WHAT THE TASK ASKS
Give back the whole listing exactly, line by line.

INPUT DATA
----

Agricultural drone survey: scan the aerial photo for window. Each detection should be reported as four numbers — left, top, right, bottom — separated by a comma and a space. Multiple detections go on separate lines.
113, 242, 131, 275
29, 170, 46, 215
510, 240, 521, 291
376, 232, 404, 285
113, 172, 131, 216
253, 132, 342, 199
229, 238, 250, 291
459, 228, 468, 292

----

RESULT
Agricultural drone survey: scan the aerial photo for window. Each detection should be reported as four numbers — left, top, right, bottom — separated by a comma and a space. Multiple detections go on separate lines.
113, 242, 131, 275
29, 170, 46, 215
510, 240, 521, 291
376, 232, 404, 285
113, 172, 131, 216
253, 132, 342, 199
229, 238, 250, 291
459, 228, 468, 292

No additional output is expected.